**Written request:** Can you rewrite everything from the line containing "meat texture with a point." down to the end of the material, both ends included and requests kept, with each coordinate shifted by adding 50 to both numbers in every pair?

Object position labeling entries:
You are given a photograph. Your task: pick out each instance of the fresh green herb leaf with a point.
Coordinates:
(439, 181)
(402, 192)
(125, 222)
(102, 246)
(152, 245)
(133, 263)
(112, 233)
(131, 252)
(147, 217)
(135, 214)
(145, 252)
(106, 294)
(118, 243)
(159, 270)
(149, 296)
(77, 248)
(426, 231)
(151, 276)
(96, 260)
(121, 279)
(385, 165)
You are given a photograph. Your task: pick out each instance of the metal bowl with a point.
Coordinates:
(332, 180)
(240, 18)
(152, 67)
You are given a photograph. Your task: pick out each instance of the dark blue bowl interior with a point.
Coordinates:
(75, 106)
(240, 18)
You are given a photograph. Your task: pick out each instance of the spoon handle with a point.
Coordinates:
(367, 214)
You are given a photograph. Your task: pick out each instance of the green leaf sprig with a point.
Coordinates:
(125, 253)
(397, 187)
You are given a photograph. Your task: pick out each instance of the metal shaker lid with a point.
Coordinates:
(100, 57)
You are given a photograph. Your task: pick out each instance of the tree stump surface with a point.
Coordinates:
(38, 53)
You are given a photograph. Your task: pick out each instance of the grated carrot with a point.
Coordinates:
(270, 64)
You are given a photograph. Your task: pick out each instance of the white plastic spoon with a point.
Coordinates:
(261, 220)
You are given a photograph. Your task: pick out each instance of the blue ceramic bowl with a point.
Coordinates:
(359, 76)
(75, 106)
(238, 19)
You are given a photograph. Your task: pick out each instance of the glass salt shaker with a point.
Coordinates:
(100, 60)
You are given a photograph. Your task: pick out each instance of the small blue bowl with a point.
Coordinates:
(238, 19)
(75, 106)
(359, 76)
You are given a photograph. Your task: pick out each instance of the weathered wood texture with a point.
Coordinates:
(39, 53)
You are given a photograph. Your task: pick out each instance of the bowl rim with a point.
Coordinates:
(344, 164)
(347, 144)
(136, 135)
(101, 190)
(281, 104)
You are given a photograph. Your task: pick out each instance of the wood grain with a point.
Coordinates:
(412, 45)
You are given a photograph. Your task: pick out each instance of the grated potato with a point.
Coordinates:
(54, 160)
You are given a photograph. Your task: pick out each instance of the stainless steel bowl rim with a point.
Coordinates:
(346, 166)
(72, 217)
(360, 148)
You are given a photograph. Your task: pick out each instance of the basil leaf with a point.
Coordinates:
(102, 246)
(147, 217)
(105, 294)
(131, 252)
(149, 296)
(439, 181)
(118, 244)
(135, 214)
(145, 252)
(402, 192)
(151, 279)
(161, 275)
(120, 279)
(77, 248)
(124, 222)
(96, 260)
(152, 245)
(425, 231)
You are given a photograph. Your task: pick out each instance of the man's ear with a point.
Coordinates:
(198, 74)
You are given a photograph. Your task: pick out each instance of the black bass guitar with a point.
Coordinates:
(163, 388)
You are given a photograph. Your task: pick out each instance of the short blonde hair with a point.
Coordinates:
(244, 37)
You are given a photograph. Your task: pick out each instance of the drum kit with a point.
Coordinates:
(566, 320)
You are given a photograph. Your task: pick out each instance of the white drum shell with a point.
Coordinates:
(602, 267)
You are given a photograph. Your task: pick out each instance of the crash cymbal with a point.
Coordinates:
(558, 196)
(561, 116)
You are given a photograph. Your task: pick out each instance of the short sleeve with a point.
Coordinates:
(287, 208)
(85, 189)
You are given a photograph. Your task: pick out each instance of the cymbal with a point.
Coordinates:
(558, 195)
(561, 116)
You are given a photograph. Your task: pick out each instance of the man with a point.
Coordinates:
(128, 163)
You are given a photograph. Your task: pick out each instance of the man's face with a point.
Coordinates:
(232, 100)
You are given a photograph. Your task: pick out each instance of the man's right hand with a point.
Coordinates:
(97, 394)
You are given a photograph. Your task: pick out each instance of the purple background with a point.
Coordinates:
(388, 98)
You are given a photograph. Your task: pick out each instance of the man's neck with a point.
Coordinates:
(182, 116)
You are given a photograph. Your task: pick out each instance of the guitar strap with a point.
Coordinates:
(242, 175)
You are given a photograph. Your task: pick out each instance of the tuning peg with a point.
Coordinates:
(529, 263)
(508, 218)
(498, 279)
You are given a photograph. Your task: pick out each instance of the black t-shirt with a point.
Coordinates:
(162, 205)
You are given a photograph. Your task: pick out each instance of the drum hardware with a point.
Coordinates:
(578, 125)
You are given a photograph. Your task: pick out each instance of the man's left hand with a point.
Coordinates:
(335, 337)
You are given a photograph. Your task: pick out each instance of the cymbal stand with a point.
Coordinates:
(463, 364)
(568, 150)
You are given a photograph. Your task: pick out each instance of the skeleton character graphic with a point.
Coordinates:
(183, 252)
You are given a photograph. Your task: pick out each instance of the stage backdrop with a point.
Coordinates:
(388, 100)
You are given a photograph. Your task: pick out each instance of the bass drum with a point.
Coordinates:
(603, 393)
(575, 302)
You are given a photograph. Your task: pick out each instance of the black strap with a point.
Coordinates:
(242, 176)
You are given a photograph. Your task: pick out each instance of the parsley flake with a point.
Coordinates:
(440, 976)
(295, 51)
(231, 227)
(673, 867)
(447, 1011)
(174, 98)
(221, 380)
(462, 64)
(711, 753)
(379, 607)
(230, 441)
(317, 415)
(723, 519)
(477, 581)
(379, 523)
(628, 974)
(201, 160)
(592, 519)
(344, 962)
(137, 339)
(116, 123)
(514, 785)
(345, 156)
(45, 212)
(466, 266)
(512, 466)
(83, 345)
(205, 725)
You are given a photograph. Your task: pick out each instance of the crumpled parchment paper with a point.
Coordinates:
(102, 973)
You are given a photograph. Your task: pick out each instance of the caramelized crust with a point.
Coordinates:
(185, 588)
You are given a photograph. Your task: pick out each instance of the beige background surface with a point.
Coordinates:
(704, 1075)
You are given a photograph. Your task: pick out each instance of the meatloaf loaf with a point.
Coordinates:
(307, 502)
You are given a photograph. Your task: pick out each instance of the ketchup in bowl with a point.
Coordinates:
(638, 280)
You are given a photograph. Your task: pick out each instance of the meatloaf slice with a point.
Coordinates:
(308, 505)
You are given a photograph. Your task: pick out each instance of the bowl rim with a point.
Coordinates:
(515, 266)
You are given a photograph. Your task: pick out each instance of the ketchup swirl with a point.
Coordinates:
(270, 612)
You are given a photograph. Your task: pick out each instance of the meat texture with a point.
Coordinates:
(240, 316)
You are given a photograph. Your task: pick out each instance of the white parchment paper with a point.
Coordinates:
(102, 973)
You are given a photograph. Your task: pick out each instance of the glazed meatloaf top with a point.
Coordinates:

**Output:**
You are given a photograph. Your task: pick out each instance of the meat texture with a point.
Coordinates:
(290, 366)
You are given a photograph. Your task: pick out each instance of the white parchment paper with a point.
Coordinates:
(152, 1023)
You are given a photograph. Your task: pick out each instance of the glazed meatloaf top with a point.
Coordinates:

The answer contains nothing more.